Your goal
Only lines holding the word "below" should be copied from the material.

[Dataset records Boundary: Start]

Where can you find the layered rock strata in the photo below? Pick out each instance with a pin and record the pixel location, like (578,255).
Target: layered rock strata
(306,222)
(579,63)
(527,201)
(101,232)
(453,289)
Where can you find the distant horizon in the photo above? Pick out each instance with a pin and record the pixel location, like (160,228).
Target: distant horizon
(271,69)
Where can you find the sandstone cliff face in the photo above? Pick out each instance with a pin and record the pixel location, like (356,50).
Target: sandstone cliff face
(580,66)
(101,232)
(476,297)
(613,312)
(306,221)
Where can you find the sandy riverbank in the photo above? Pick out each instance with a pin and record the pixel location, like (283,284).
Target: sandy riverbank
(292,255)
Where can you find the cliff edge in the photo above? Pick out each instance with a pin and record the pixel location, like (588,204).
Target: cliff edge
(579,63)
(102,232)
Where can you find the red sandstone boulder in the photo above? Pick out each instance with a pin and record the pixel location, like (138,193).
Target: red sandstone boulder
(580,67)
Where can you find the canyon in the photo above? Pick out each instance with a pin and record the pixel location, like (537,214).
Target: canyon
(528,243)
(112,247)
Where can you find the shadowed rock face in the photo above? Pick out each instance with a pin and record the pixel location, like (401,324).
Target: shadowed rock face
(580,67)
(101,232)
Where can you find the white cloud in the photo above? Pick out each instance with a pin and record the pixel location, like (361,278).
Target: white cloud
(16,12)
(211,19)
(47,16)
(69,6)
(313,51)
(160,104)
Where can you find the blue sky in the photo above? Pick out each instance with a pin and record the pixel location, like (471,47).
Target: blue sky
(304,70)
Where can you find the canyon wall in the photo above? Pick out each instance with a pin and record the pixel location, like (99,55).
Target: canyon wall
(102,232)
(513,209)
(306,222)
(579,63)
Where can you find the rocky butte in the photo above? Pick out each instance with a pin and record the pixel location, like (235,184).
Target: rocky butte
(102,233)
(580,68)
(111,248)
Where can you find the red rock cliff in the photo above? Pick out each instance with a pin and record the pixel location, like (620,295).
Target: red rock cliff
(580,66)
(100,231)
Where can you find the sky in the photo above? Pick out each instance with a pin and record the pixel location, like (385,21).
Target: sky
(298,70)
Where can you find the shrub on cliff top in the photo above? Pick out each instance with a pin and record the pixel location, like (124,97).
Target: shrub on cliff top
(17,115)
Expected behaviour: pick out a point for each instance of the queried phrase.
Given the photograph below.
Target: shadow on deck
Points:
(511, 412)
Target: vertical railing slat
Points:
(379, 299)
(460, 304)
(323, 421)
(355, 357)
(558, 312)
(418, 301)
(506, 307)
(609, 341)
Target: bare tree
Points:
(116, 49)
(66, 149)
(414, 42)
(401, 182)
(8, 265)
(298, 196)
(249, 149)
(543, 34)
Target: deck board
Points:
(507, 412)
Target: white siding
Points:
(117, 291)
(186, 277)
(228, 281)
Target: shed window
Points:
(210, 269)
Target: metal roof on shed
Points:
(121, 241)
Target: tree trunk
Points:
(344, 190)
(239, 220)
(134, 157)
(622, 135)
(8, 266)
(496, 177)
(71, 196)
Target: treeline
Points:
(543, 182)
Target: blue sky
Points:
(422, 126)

[Dataset records Boundary: End]

Response to the exercise
Where can you find the layered rock strata in the photo below? Pick out each instance with a pin and record the pixel location, like (578,255).
Given the photograph below.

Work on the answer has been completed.